__RECORDED DATA__:
——
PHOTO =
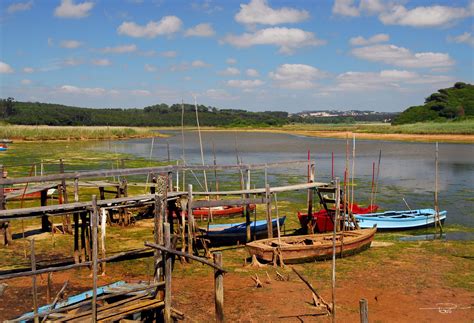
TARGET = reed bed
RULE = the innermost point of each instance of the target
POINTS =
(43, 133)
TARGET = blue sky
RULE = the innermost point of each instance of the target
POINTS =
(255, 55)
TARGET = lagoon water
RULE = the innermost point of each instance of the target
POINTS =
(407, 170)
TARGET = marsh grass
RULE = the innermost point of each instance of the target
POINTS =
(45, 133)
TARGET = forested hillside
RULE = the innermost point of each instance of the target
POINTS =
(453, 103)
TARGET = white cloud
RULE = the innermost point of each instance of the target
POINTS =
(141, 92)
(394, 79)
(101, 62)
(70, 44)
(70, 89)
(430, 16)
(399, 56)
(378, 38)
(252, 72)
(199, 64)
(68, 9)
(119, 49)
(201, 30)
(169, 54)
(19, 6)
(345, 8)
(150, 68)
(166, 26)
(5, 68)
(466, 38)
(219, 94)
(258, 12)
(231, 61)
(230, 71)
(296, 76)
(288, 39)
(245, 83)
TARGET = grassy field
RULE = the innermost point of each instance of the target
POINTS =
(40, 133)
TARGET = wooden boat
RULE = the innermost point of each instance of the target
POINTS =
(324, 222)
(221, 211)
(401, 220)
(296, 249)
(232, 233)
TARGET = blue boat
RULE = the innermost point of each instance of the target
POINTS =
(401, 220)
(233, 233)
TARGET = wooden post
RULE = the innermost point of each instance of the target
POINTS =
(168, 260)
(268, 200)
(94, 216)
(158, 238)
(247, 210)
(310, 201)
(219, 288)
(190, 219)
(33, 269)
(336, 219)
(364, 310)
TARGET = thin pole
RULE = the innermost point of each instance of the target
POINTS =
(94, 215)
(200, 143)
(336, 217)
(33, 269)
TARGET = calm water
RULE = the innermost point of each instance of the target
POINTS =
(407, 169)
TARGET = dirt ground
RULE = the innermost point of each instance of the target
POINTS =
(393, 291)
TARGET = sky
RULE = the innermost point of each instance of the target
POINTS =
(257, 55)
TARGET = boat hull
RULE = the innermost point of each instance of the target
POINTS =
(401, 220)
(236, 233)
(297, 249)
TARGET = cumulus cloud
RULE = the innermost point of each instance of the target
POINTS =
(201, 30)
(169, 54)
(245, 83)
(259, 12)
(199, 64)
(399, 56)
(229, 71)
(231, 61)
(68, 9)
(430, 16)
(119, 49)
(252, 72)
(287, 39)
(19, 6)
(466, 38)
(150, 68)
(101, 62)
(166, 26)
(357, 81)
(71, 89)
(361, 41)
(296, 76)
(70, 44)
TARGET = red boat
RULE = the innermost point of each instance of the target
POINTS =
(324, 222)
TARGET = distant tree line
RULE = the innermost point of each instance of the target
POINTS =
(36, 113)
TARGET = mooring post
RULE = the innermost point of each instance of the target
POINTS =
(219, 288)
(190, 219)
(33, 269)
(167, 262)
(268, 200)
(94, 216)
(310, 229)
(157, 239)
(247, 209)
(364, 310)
——
__EXERCISE BRIEF__: Leaving aside the images, write out the entries above word for word.

__WRITTEN REPLY__:
PHOTO =
TARGET = reed bed
RULE = the innermost point of each instance of the target
POINTS =
(43, 133)
TARGET = blue sky
RULE = the innermost point of each instance of the target
POINTS =
(255, 55)
TARGET = lagoon water
RULE = the innermost point of each instance of the target
POINTS =
(407, 170)
TARGET = marsh grass
RULE = the innermost point of each instance of the target
POINTS =
(45, 133)
TARGET = forested hillside
RULE = the innermost point of each instance of the target
POINTS =
(453, 103)
TARGET = white cloud
RULE = the innermost point of each instance of the target
POINTS =
(141, 92)
(394, 79)
(101, 62)
(70, 44)
(70, 89)
(430, 16)
(399, 56)
(378, 38)
(252, 72)
(199, 64)
(68, 9)
(119, 49)
(201, 30)
(169, 54)
(19, 6)
(345, 8)
(150, 68)
(166, 26)
(5, 68)
(466, 38)
(219, 94)
(258, 12)
(231, 61)
(230, 71)
(296, 76)
(288, 39)
(245, 83)
TARGET = grassy field
RULE = the innermost point of each instance of the target
POINTS =
(40, 133)
TARGET = wooden boat
RULE = the innermost point of each instance of the target
POINTS =
(324, 222)
(221, 211)
(401, 220)
(296, 249)
(232, 233)
TARGET = blue boat
RULE = the innermost point of each instance of the target
POINTS =
(401, 220)
(233, 233)
TARGET = wooden post
RULE = the innermost point of each instance of the target
POINTS =
(168, 260)
(268, 200)
(94, 216)
(158, 238)
(247, 210)
(310, 201)
(219, 288)
(190, 219)
(33, 269)
(336, 219)
(364, 310)
TARGET = thin pole
RULE = the innermost point of each instance of the target
POINTS =
(94, 215)
(200, 143)
(336, 217)
(33, 269)
TARGET = calm water
RULE = the innermost point of each instance of the target
POINTS =
(407, 169)
TARGET = dirt ground
RULE = the innermost point of each instance of the target
POINTS =
(393, 291)
TARGET = sky
RULE = the innermost point of each instance of the target
POINTS =
(257, 55)
TARGET = boat hull
RULE = the innermost point of each instance of the target
POINTS =
(401, 220)
(236, 233)
(297, 249)
TARGET = cumulus cloud
RULE = the innermost point of each instance of the target
POINTS =
(201, 30)
(169, 54)
(245, 83)
(259, 12)
(199, 64)
(399, 56)
(229, 71)
(231, 61)
(68, 9)
(430, 16)
(119, 49)
(252, 72)
(287, 39)
(19, 6)
(466, 38)
(150, 68)
(101, 62)
(166, 26)
(357, 81)
(71, 89)
(361, 41)
(296, 76)
(70, 44)
TARGET = red boat
RULE = the innermost point of each instance of the target
POINTS =
(324, 222)
TARGET = distant tree line
RULE = the innermost point of each instance of the target
POINTS =
(36, 113)
TARGET = mooring post
RULE = the innermost point of each instance of the target
POINTS =
(219, 288)
(190, 219)
(33, 269)
(167, 262)
(268, 200)
(94, 216)
(310, 229)
(157, 239)
(247, 209)
(364, 310)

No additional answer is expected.